• [WORK TO COMPLETE]: From the material that follows, count the lines with the word "pasture" in them. Reply with the number only.

• [INFORMATION SUPPLIED]:
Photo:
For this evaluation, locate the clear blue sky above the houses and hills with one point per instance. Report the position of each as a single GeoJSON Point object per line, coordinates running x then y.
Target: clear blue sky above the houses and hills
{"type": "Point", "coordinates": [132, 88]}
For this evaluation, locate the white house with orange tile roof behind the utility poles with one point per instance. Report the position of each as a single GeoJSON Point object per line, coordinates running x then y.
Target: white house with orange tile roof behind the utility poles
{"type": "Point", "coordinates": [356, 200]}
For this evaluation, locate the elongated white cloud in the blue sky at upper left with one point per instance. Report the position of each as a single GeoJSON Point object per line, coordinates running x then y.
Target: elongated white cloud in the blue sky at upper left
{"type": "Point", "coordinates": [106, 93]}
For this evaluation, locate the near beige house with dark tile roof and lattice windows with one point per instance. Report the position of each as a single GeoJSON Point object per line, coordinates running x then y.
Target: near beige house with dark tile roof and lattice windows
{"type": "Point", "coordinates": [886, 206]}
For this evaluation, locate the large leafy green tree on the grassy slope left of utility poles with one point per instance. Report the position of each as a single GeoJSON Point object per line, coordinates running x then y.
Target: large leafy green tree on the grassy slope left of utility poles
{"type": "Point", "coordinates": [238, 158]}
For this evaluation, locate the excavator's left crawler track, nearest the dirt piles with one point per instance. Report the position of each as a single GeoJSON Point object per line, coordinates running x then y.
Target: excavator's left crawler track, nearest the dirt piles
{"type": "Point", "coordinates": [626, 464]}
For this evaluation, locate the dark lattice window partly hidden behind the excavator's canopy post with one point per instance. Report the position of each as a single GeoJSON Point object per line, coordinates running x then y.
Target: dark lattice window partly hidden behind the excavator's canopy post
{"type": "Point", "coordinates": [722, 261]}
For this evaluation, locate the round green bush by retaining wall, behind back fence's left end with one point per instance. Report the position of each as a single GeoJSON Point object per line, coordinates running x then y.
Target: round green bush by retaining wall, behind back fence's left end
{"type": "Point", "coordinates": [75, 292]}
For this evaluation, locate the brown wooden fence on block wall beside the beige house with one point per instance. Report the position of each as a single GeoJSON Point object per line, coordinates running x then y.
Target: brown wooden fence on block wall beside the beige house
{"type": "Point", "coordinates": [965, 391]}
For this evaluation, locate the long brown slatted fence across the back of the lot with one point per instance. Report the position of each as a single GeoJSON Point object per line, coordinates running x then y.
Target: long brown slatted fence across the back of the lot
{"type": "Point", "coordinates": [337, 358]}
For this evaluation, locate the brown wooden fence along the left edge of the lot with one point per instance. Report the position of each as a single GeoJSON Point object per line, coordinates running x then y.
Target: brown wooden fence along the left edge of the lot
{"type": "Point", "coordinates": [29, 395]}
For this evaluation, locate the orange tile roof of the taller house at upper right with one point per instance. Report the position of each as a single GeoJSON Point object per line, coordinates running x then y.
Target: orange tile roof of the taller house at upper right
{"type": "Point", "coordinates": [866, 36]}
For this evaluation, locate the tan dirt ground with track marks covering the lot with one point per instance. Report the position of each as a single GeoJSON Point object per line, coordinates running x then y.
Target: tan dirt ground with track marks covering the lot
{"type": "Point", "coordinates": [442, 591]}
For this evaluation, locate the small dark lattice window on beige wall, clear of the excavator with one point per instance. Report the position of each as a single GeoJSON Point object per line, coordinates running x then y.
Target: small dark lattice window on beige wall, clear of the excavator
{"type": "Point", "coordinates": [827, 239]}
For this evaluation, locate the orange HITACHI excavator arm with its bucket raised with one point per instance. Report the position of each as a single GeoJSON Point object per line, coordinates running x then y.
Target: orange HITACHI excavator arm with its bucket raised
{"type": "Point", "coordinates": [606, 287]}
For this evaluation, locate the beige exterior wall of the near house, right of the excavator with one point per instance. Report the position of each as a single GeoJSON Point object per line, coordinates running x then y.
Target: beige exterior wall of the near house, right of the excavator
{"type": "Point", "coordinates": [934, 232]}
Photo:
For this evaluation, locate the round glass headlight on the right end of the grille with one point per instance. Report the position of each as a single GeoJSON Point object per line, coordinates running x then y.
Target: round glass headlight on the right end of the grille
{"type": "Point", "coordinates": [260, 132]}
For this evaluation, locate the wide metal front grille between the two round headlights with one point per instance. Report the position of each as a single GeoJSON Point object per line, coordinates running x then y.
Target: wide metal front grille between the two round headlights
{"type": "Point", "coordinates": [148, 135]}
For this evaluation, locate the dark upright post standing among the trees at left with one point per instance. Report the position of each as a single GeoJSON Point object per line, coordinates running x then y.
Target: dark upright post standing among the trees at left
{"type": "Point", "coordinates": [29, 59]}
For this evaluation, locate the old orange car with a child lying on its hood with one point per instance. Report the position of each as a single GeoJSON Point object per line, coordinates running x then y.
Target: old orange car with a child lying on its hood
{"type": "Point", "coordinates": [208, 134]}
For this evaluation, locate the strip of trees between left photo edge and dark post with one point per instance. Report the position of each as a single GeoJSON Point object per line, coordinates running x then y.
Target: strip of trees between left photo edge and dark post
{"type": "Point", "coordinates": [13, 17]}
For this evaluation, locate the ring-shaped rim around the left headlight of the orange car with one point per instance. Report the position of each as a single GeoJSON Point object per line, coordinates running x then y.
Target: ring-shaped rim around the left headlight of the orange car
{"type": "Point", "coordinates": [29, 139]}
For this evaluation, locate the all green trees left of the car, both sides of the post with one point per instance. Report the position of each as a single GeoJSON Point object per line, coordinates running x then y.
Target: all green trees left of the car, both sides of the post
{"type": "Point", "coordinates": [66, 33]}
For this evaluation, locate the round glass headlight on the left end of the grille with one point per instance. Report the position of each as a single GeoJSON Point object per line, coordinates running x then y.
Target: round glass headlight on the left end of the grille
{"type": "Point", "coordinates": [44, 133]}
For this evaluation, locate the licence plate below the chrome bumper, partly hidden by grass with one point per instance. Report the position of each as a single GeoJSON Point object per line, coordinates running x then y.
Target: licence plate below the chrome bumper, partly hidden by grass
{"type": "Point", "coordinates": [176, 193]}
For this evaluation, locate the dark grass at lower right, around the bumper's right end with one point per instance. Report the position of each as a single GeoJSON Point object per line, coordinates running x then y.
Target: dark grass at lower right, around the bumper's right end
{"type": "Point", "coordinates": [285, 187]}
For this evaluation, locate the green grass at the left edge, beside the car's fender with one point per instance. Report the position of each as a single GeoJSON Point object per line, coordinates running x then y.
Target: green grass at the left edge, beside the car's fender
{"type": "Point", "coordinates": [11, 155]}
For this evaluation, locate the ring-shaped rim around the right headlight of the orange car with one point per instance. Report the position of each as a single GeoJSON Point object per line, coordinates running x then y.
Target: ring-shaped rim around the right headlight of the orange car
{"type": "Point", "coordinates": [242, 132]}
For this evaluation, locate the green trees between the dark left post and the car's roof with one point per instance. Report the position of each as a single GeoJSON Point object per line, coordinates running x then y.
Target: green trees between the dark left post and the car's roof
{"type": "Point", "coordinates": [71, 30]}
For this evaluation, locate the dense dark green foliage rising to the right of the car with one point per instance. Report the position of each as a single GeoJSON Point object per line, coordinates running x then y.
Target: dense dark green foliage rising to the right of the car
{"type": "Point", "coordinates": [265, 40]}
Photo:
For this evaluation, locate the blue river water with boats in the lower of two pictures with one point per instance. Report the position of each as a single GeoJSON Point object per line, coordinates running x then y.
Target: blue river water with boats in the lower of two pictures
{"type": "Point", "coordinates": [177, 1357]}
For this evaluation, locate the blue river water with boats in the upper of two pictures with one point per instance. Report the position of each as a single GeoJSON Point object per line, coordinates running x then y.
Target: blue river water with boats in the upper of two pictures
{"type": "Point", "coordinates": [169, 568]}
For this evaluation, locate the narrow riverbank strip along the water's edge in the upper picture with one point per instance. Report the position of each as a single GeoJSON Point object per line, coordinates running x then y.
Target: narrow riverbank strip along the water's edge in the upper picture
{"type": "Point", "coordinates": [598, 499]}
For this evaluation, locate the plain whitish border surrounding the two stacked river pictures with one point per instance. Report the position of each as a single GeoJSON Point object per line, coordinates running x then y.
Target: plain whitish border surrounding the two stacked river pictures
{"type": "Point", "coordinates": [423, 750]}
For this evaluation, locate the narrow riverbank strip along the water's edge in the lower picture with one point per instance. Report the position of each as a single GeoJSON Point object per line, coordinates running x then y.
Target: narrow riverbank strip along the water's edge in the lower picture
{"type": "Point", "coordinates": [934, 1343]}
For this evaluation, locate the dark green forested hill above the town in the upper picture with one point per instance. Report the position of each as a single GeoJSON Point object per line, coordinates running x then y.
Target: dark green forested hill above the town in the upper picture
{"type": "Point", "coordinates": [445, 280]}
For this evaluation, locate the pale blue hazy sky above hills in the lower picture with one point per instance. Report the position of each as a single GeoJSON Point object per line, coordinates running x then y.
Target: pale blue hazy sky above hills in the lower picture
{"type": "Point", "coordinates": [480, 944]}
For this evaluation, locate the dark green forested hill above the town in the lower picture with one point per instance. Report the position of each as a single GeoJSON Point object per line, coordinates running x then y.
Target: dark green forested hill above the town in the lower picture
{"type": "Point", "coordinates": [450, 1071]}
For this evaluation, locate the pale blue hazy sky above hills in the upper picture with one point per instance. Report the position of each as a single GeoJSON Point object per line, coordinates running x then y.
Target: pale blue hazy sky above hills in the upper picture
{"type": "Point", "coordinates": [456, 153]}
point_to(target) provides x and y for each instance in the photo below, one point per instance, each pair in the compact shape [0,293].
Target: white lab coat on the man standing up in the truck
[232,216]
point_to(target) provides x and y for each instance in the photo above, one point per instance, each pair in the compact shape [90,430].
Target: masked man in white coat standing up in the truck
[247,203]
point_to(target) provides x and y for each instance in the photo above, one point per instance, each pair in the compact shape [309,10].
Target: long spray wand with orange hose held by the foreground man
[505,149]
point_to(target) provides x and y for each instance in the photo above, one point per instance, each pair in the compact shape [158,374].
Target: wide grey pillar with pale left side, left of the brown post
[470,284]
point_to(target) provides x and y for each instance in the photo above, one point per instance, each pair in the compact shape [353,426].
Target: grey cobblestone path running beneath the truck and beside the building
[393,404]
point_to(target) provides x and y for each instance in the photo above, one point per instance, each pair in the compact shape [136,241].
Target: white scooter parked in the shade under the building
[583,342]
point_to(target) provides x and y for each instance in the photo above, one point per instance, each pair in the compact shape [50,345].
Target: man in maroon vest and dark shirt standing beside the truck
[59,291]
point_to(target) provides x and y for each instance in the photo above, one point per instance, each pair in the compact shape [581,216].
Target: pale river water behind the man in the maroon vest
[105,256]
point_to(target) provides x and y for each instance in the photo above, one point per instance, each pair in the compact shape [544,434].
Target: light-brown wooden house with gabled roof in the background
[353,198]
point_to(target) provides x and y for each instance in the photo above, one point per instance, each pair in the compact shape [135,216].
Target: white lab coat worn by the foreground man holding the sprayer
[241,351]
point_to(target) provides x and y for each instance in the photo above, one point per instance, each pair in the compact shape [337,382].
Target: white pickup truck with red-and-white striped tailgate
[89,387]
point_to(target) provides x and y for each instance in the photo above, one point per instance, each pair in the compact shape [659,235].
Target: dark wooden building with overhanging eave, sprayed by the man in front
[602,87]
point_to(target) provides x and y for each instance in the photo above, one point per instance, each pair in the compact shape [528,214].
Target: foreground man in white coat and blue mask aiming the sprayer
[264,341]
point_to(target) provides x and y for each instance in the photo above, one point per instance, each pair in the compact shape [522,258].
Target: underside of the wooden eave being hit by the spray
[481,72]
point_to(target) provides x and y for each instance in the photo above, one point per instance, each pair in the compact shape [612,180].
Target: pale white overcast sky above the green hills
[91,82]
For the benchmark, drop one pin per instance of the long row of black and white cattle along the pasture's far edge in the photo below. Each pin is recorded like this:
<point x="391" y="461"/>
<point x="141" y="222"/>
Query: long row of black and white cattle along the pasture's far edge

• [EXERCISE SOLUTION]: 2